Collected data
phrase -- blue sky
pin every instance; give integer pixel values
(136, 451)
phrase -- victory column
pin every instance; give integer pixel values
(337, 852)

** Objective **
Convert the stretch of entries from the line containing "phrase -- victory column" through the end of the entries into a Markdown table with the columns Row and Line. Number each row, and omit any blank lines.

** Output **
| Row | Line |
|---|---|
| 1 | phrase -- victory column |
| 2 | pin every instance; give integer pixel values |
| 3 | (337, 852) |